## Task objective
In the items below, list every line that contains the word "sand". Matching is case-sensitive.

## Dataset records
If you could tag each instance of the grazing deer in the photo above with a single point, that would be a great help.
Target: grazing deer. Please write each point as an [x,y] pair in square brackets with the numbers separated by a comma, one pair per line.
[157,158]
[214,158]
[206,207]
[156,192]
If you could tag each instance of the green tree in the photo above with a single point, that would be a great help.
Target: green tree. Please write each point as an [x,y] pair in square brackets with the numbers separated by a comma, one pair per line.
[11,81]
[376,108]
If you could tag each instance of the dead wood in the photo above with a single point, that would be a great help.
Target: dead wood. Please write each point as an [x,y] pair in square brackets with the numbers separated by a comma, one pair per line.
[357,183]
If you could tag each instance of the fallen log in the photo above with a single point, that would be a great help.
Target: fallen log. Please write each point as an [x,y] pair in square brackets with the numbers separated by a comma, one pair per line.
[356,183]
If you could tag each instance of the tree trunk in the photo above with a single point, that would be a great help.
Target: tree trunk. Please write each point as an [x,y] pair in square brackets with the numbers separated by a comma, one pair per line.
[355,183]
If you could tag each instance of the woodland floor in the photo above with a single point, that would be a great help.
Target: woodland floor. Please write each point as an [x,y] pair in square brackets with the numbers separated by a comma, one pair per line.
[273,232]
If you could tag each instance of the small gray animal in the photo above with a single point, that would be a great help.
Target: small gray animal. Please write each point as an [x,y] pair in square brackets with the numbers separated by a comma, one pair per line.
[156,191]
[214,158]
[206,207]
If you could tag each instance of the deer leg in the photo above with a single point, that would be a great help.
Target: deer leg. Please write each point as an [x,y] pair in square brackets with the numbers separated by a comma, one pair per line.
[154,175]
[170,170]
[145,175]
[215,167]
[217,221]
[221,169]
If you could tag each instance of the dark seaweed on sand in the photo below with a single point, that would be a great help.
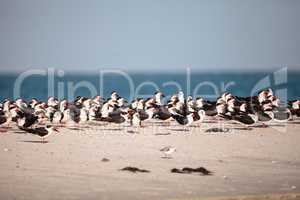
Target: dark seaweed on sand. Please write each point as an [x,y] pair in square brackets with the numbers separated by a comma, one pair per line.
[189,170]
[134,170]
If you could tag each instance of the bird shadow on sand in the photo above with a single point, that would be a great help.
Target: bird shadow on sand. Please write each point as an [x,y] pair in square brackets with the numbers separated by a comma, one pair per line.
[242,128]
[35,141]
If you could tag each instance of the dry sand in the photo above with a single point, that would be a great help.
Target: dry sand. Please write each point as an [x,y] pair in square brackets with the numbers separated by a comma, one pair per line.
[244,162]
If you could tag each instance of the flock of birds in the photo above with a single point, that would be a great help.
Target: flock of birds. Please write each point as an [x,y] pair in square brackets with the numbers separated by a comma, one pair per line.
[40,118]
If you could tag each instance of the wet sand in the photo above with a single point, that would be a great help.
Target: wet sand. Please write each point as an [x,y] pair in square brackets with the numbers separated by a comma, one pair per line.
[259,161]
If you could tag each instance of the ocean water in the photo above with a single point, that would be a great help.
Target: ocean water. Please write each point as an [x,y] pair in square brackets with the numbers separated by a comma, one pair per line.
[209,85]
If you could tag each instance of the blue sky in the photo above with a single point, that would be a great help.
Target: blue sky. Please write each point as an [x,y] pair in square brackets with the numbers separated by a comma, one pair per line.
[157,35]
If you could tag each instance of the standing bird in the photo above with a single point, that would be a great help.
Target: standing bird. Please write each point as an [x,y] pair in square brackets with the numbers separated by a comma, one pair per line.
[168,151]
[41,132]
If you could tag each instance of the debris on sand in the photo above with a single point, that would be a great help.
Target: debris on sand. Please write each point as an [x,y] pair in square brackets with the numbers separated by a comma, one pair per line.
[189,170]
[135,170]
==
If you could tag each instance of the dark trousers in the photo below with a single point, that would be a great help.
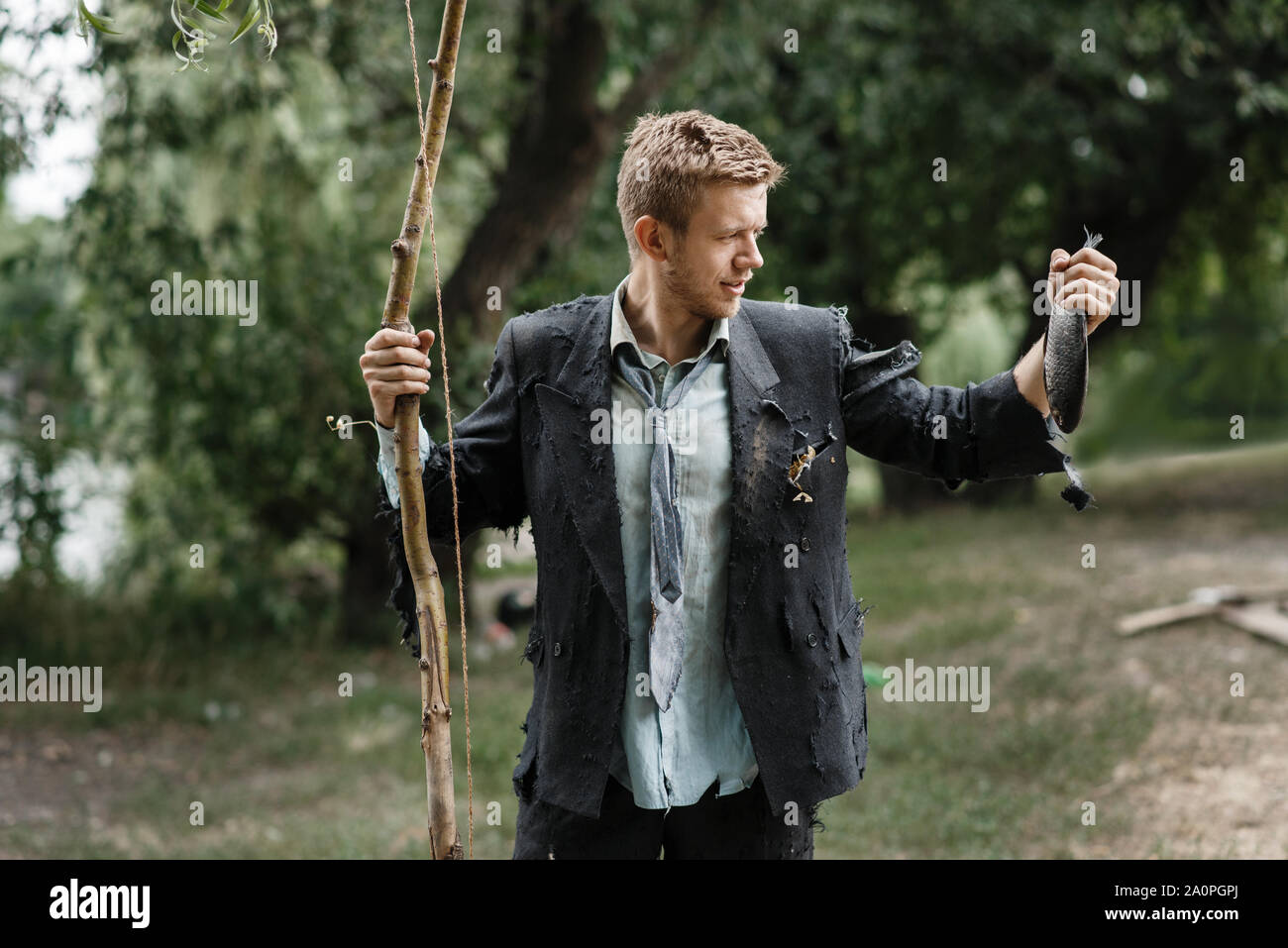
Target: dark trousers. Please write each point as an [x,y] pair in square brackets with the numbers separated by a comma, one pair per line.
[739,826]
==
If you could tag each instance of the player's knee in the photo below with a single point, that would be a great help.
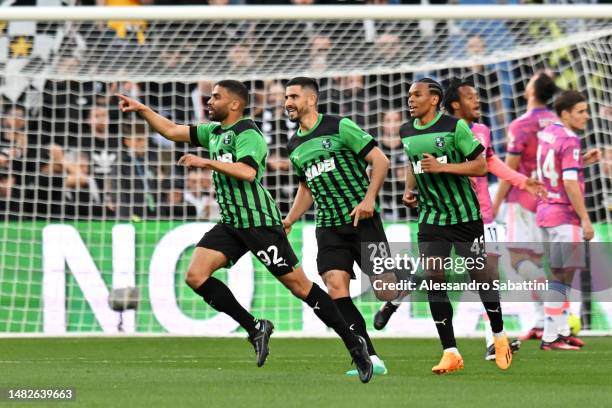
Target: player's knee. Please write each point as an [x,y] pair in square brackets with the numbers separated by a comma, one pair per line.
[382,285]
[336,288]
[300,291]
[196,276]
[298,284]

## Full solution
If you could tag each instance of the dark seaweed on sand in the photo below with a single point, that would be a great help.
Target: dark seaweed on sand. Please write each point as an [x,y] pair in square brackets with the numbers separated by a comma, one pair per line.
If you could tag each instance of the bird shadow on sand in the photo above with a single point, that would be a great help.
Target: bird shadow on sand. Please write each point as an [x,y] pair in square brackets with the numbers separated by a comma, one pair per line.
If you could tag each instance of the dry sand in the photo above with a single point, that would be a great help.
Target: dry sand. Please write each point as an [x,y] pair in square brackets with the numbers separated by a comma, one pair per line.
If you could tag each instance of the wet sand in the photo above with a single point, that would be a great help.
Target: wet sand. Please write each point as an [x,y] pair in square brackets with the numbers separated by a comma, one pair per line.
If you could tag each instance of the debris on sand in the photo above with a single point, that would be a great help.
Target: debris on sand. Please write each point as an [x,y] pair in square brackets with the numbers separated by a comma, one pair per line.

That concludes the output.